> Recorded information
──────────────────────────────

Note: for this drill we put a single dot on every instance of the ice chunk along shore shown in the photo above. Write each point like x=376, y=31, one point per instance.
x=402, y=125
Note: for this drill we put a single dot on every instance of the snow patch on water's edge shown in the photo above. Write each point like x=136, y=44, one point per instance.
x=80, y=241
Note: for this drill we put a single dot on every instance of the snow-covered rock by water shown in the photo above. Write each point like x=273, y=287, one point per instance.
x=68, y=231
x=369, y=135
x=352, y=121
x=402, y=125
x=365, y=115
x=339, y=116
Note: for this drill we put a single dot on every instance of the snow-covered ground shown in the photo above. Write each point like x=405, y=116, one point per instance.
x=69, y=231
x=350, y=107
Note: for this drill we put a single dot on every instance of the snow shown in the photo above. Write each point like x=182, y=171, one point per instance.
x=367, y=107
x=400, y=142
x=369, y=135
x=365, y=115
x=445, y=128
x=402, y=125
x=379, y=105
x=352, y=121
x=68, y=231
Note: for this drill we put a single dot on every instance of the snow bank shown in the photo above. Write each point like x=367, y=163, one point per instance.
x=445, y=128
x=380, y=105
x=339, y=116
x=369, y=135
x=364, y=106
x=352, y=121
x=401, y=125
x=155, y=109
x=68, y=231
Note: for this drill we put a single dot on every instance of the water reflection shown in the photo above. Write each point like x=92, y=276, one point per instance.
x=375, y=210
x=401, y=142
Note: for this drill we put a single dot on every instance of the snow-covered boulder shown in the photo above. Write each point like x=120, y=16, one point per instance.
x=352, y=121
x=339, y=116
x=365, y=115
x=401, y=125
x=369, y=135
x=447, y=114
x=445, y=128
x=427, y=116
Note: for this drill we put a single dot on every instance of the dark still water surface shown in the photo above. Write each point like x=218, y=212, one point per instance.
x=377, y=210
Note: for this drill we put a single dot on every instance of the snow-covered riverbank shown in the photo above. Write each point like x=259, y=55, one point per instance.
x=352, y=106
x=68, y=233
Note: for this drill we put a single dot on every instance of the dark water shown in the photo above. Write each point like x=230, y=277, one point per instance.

──────────────────────────────

> Given instruction
Recast the listing above as a Markdown table with two columns, Row and Text. Give each nonblank line its own row, numbered in order, and leave out blank lines.

> Complete output
| Row | Text |
|---|---|
| 1 | Note: for this drill we put a single dot on every instance of the ice chunk along shore shown in the photo above. Write each point like x=376, y=31, one point per instance. |
| 2 | x=402, y=125 |
| 3 | Note: for this drill we put a single dot on every instance of the snow patch on water's edge shown in the photo above. Write each point like x=136, y=44, one point per instance. |
| 4 | x=80, y=241 |
| 5 | Note: for this drill we put a single dot on every instance of the snow-covered rock by water shown in the photo above. Write each point like x=273, y=287, one point per instance. |
| 6 | x=68, y=231 |
| 7 | x=369, y=135 |
| 8 | x=352, y=121 |
| 9 | x=402, y=125 |
| 10 | x=365, y=115 |
| 11 | x=339, y=116 |
| 12 | Note: for this drill we put a single dot on every instance of the snow-covered ground shown in the photo above. Write each point like x=405, y=116, one point per instance. |
| 13 | x=69, y=231 |
| 14 | x=350, y=107 |
| 15 | Note: for this drill we put a single dot on every instance of the snow shown in the photo above. Write each point like x=182, y=171, one point per instance. |
| 16 | x=367, y=107 |
| 17 | x=400, y=142 |
| 18 | x=369, y=135 |
| 19 | x=365, y=115 |
| 20 | x=445, y=128 |
| 21 | x=402, y=125 |
| 22 | x=379, y=105 |
| 23 | x=352, y=121 |
| 24 | x=68, y=231 |
| 25 | Note: for this drill we put a single dot on every instance of the snow bank shown in the photo above. Write each point like x=367, y=163, one point per instance. |
| 26 | x=445, y=128 |
| 27 | x=380, y=105 |
| 28 | x=339, y=116 |
| 29 | x=369, y=135 |
| 30 | x=364, y=106 |
| 31 | x=352, y=121 |
| 32 | x=401, y=125 |
| 33 | x=155, y=109 |
| 34 | x=68, y=231 |
| 35 | Note: for this drill we put a single dot on every instance of the water reflection shown in the photo above. Write each point like x=92, y=276, one point per instance. |
| 36 | x=375, y=210 |
| 37 | x=401, y=142 |
| 38 | Note: for this drill we put a single dot on every instance of the snow-covered boulder shown in the photo above. Write each point like x=120, y=16, one point per instance. |
| 39 | x=352, y=121 |
| 40 | x=339, y=116 |
| 41 | x=365, y=115 |
| 42 | x=401, y=125 |
| 43 | x=369, y=135 |
| 44 | x=447, y=114 |
| 45 | x=445, y=128 |
| 46 | x=427, y=116 |
| 47 | Note: for this drill we put a single dot on every instance of the dark still water surface shown in the photo above. Write each point like x=218, y=212, one point per instance. |
| 48 | x=377, y=210 |
| 49 | Note: for this drill we put a single dot on every instance of the snow-covered riverbank shown in the photo above. Write each point like x=259, y=55, one point per instance. |
| 50 | x=352, y=106 |
| 51 | x=68, y=233 |
| 52 | Note: for this drill we put a single dot on every instance of the dark water shown in the photo above. Write each point like x=230, y=277, one point per instance. |